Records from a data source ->
* * * * * * * * *

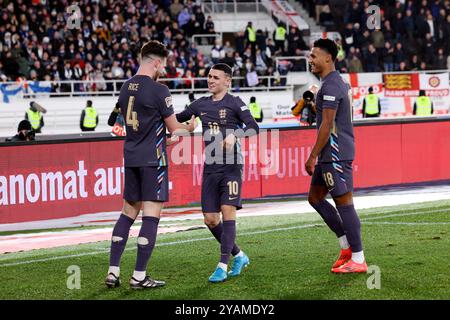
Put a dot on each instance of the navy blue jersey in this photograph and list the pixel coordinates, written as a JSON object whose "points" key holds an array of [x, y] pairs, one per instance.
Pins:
{"points": [[145, 104], [334, 94], [219, 118]]}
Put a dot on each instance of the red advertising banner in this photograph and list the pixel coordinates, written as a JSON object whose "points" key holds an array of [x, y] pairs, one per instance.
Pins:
{"points": [[47, 181], [401, 85]]}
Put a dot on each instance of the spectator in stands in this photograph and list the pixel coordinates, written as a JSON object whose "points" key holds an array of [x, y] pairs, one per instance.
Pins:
{"points": [[399, 56], [260, 64], [250, 37], [326, 19], [355, 65], [388, 57], [440, 62], [24, 132], [217, 52], [34, 115], [209, 28], [256, 110], [279, 35], [89, 117], [423, 106], [378, 39], [175, 8], [371, 105], [415, 63], [295, 41], [371, 60]]}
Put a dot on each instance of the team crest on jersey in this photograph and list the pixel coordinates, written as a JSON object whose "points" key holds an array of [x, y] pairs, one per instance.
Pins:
{"points": [[168, 101]]}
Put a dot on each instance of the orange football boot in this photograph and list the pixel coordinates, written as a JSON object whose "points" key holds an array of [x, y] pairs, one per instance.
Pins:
{"points": [[351, 267], [344, 257]]}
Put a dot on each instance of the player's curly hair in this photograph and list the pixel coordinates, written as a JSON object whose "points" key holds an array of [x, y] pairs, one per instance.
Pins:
{"points": [[327, 45], [155, 48], [223, 67]]}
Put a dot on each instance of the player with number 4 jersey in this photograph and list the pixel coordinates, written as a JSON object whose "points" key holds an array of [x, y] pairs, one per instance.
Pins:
{"points": [[147, 108]]}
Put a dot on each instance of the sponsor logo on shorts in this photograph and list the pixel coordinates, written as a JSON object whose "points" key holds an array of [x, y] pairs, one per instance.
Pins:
{"points": [[168, 101]]}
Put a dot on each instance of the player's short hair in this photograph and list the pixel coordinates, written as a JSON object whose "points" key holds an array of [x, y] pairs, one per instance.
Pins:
{"points": [[154, 48], [223, 67], [327, 45]]}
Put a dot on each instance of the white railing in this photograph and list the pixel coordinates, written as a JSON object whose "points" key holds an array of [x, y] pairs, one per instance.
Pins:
{"points": [[71, 88], [212, 7], [205, 36], [304, 58]]}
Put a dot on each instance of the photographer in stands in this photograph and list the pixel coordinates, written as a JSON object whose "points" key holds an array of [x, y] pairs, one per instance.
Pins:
{"points": [[24, 132], [34, 116], [306, 106]]}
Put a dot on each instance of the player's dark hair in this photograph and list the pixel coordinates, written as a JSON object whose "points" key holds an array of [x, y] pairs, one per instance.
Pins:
{"points": [[327, 45], [223, 67], [154, 47]]}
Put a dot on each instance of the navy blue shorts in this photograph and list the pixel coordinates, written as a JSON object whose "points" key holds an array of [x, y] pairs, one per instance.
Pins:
{"points": [[219, 188], [336, 176], [146, 184]]}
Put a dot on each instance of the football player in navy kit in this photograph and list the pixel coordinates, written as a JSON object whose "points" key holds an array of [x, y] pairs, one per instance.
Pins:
{"points": [[147, 108], [222, 116], [334, 152]]}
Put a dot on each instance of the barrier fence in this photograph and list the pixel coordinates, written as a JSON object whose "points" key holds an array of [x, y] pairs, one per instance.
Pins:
{"points": [[45, 181]]}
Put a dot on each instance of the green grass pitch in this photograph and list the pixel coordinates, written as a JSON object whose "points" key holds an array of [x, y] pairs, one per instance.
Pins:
{"points": [[291, 257]]}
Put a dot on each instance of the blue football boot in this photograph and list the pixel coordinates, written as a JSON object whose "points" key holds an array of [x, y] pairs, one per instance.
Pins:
{"points": [[238, 264], [219, 275]]}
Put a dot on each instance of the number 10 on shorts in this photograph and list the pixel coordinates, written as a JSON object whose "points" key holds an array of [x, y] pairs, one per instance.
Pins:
{"points": [[233, 188], [328, 177]]}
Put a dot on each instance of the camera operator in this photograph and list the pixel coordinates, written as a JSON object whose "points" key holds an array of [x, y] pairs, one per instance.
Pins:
{"points": [[306, 106], [24, 132]]}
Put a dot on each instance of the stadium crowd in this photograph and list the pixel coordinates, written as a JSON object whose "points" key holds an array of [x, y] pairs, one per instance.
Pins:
{"points": [[37, 43], [411, 36]]}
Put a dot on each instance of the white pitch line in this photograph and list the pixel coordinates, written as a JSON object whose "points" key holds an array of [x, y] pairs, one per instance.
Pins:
{"points": [[405, 214], [157, 245], [210, 238], [407, 223]]}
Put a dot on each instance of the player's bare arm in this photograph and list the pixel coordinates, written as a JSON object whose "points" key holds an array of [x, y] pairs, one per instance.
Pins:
{"points": [[178, 128]]}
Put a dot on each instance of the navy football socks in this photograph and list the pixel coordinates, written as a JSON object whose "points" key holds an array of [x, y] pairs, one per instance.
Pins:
{"points": [[217, 233], [119, 239], [227, 240]]}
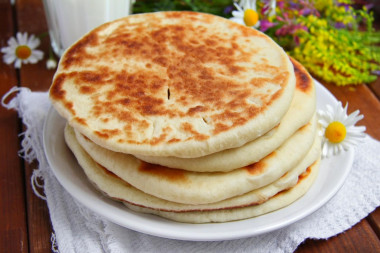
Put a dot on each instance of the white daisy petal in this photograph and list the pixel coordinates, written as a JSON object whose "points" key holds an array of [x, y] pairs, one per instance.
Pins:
{"points": [[18, 63], [33, 42], [9, 58], [21, 38]]}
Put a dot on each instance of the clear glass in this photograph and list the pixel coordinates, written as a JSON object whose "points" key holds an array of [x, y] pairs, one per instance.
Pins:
{"points": [[69, 20]]}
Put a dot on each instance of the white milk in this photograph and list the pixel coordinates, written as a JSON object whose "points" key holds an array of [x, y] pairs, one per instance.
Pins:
{"points": [[68, 20]]}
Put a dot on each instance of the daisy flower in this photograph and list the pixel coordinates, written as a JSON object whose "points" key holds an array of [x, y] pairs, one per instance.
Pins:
{"points": [[246, 14], [22, 50], [339, 130]]}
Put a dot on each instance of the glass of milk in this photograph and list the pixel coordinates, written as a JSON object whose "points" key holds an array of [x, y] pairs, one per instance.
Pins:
{"points": [[68, 20]]}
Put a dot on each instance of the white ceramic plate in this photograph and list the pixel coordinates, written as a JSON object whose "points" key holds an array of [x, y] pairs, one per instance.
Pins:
{"points": [[333, 172]]}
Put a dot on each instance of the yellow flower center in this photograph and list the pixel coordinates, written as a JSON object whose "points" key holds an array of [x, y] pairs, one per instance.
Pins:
{"points": [[335, 132], [23, 52], [250, 17]]}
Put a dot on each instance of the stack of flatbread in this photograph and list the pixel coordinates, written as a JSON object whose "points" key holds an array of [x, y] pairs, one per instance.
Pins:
{"points": [[189, 116]]}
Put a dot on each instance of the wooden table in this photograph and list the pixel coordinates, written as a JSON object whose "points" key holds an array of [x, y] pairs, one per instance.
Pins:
{"points": [[25, 223]]}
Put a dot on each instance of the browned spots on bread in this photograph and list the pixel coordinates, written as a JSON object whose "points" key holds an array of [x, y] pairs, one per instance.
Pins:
{"points": [[139, 70], [81, 121], [187, 127], [76, 54], [107, 133], [173, 175], [258, 167]]}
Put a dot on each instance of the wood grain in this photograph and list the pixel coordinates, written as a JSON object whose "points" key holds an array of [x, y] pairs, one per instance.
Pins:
{"points": [[36, 77]]}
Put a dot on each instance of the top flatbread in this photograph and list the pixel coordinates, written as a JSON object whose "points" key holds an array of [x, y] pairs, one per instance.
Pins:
{"points": [[178, 84]]}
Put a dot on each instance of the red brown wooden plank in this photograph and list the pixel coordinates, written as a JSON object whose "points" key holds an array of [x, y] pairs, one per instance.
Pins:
{"points": [[375, 87], [360, 97], [13, 227], [37, 78]]}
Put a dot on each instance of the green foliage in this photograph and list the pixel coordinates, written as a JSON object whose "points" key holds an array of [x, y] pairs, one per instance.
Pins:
{"points": [[333, 40], [215, 7]]}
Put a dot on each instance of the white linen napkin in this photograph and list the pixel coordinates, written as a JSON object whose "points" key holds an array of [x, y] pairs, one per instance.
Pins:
{"points": [[78, 229]]}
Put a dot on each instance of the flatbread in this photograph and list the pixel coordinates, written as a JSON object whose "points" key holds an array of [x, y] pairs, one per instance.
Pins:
{"points": [[300, 112], [180, 84], [114, 187], [203, 187], [278, 201]]}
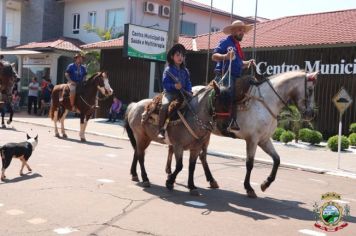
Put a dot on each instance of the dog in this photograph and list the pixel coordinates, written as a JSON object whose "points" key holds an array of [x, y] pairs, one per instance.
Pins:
{"points": [[21, 151]]}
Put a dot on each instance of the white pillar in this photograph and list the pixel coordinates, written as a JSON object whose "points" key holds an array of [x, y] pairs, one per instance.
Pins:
{"points": [[3, 23], [151, 92]]}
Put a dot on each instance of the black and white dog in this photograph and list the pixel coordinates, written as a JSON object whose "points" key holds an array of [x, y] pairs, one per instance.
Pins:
{"points": [[21, 150]]}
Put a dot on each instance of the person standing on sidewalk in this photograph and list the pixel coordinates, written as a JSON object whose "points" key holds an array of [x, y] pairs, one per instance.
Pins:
{"points": [[33, 89]]}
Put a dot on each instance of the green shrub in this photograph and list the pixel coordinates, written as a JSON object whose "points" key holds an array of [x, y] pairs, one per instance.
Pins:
{"points": [[332, 143], [277, 133], [315, 137], [304, 134], [287, 136], [352, 139], [353, 128]]}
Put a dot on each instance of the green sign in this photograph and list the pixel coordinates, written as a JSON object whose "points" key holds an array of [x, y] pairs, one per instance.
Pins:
{"points": [[145, 43]]}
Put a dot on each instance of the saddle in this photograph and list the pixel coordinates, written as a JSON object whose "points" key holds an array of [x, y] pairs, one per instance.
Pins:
{"points": [[151, 110]]}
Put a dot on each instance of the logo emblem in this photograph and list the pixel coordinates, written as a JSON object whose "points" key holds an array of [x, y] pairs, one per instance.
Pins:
{"points": [[331, 214]]}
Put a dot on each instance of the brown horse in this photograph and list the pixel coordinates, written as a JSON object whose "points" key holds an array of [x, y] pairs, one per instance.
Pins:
{"points": [[260, 120], [199, 117], [84, 102]]}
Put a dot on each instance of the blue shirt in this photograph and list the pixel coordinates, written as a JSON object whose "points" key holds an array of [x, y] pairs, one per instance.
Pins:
{"points": [[236, 64], [182, 76], [76, 73]]}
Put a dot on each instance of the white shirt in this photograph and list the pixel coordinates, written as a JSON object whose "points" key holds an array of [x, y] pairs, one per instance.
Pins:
{"points": [[34, 90]]}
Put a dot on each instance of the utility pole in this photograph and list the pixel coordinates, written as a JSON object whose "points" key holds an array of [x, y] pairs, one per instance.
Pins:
{"points": [[174, 20]]}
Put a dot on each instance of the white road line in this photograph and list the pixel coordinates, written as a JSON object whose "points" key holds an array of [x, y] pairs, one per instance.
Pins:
{"points": [[66, 230], [36, 221], [105, 180], [311, 232], [196, 203], [15, 212]]}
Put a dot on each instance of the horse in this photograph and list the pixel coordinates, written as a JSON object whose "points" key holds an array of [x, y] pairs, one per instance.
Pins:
{"points": [[258, 123], [8, 77], [190, 136], [85, 100]]}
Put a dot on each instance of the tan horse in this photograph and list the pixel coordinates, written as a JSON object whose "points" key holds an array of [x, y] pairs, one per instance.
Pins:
{"points": [[84, 102], [260, 120], [200, 118]]}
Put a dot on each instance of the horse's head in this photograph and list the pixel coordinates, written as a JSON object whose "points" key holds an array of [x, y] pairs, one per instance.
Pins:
{"points": [[304, 98], [103, 84], [8, 76]]}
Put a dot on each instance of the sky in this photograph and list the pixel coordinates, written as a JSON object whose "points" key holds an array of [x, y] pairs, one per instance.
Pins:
{"points": [[273, 9]]}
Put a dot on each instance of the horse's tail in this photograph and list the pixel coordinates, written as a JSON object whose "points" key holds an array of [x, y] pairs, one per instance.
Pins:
{"points": [[128, 128]]}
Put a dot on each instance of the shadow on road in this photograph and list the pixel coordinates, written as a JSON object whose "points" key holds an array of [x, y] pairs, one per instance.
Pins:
{"points": [[218, 200], [21, 178]]}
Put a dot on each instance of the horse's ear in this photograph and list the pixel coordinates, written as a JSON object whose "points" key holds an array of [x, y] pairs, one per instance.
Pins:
{"points": [[216, 87], [312, 76]]}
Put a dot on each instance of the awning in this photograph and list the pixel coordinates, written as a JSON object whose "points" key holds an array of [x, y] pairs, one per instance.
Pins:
{"points": [[19, 52]]}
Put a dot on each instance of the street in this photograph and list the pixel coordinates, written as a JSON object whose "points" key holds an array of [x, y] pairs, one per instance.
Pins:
{"points": [[86, 189]]}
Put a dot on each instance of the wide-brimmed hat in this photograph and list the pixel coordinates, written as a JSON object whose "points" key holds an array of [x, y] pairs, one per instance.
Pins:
{"points": [[237, 24]]}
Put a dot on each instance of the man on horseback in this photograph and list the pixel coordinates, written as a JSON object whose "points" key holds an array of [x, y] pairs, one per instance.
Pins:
{"points": [[229, 50], [176, 82], [75, 74]]}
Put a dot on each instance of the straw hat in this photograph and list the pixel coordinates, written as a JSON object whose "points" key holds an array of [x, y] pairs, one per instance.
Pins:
{"points": [[237, 24]]}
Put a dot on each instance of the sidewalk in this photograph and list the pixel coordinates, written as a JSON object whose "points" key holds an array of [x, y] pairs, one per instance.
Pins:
{"points": [[297, 156]]}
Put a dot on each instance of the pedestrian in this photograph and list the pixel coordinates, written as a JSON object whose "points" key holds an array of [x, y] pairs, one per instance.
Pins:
{"points": [[230, 49], [176, 80], [33, 89]]}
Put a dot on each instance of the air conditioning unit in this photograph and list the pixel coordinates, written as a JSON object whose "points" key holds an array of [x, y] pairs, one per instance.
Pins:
{"points": [[164, 11], [151, 8]]}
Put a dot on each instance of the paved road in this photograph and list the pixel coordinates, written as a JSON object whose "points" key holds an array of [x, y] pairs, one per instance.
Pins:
{"points": [[85, 189]]}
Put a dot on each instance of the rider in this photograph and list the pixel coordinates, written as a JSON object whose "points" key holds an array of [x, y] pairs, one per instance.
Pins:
{"points": [[229, 48], [176, 80], [75, 73]]}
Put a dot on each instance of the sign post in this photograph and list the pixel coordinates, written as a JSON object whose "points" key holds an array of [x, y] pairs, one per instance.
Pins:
{"points": [[342, 101]]}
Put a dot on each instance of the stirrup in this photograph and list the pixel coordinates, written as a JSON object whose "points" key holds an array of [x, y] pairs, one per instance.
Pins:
{"points": [[233, 125]]}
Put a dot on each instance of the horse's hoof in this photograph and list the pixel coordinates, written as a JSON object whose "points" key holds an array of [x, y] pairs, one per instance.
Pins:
{"points": [[251, 194], [194, 192], [214, 184], [264, 186], [169, 185]]}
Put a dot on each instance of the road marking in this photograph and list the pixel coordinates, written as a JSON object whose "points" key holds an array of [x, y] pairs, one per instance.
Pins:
{"points": [[341, 201], [36, 221], [66, 230], [15, 212], [105, 180], [318, 180], [111, 155], [196, 203], [311, 232]]}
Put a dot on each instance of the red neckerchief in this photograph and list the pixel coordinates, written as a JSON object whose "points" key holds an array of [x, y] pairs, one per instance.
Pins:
{"points": [[239, 50]]}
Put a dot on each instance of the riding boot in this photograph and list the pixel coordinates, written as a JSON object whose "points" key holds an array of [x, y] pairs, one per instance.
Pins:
{"points": [[161, 123]]}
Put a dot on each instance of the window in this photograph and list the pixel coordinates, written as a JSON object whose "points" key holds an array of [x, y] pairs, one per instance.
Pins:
{"points": [[92, 19], [76, 23], [115, 21], [188, 28]]}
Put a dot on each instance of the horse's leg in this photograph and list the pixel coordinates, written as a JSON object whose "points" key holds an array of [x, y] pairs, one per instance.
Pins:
{"points": [[251, 151], [64, 135], [55, 120], [194, 153], [208, 175], [178, 153], [269, 149], [169, 160], [140, 153]]}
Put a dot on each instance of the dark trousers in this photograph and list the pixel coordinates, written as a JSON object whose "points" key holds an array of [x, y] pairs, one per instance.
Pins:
{"points": [[32, 100]]}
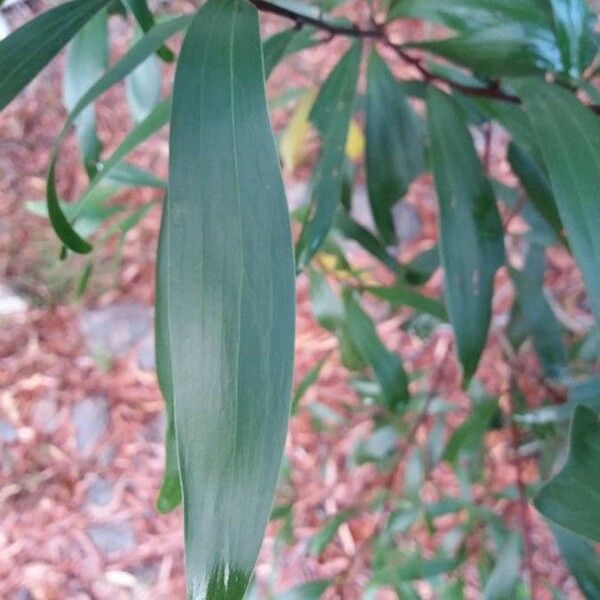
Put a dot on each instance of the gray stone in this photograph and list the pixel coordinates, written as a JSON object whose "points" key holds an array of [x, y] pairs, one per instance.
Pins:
{"points": [[44, 415], [112, 537], [7, 432], [146, 356], [116, 329], [90, 417], [10, 302], [100, 492]]}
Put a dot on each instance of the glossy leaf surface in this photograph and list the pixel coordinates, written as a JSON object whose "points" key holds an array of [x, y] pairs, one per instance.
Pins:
{"points": [[570, 499], [568, 136], [394, 145], [471, 247], [331, 114]]}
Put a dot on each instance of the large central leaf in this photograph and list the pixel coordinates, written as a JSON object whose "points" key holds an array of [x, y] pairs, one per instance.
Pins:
{"points": [[230, 297]]}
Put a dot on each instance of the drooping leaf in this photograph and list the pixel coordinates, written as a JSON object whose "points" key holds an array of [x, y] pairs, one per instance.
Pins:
{"points": [[305, 384], [574, 23], [507, 571], [537, 186], [385, 364], [24, 53], [88, 57], [284, 43], [403, 294], [586, 393], [467, 438], [134, 57], [331, 114], [354, 231], [570, 499], [292, 143], [306, 591], [581, 558], [536, 316], [568, 135], [395, 154], [507, 49], [476, 14], [145, 18], [170, 492], [471, 246], [230, 297]]}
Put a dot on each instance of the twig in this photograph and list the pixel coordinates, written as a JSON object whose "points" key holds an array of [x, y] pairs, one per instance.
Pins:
{"points": [[377, 32]]}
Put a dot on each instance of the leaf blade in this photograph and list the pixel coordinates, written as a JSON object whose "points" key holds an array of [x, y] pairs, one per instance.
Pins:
{"points": [[232, 386]]}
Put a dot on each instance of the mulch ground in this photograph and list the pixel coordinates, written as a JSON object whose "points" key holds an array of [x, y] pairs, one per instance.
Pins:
{"points": [[46, 550]]}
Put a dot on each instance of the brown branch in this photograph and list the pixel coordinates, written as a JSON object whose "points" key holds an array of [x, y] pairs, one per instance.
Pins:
{"points": [[377, 32]]}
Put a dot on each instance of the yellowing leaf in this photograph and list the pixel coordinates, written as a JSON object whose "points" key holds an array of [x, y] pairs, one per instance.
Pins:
{"points": [[355, 142], [292, 145]]}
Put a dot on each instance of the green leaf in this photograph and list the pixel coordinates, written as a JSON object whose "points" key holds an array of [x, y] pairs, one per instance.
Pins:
{"points": [[331, 114], [581, 558], [467, 438], [145, 18], [385, 364], [326, 306], [230, 297], [157, 119], [471, 246], [24, 53], [170, 492], [284, 43], [536, 184], [571, 498], [313, 590], [142, 88], [394, 149], [403, 294], [507, 571], [568, 135], [321, 540], [352, 230], [535, 315], [502, 50], [574, 24], [586, 393], [88, 58], [476, 14], [134, 57]]}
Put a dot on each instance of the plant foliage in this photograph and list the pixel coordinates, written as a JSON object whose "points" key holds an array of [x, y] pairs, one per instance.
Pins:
{"points": [[226, 263]]}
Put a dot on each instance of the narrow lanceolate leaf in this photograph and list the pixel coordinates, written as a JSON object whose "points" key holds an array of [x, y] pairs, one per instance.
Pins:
{"points": [[136, 55], [471, 245], [568, 135], [331, 114], [24, 53], [574, 23], [571, 498], [532, 315], [88, 57], [385, 364], [394, 145], [170, 492], [230, 297]]}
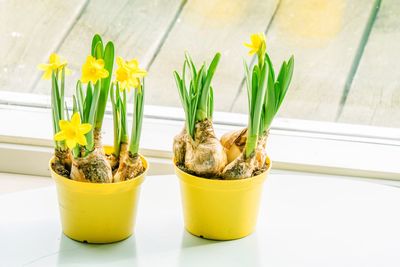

* * * * * * * * *

Work to complete -> Please find the lines in the data that contain the word "sign" and copy them.

Solved exercise ->
Put a dot on each instance of the green sign in this photograph and list the pixel coordinates, written as a JSON object whose "points" key holds an array of [x, y] pairs, one per instance.
Put a dot on each instance of the sign post in this photograph and list the pixel coordinates, written as a JSON object whose "points" key holds an array of [x, y] pairs, one per instance.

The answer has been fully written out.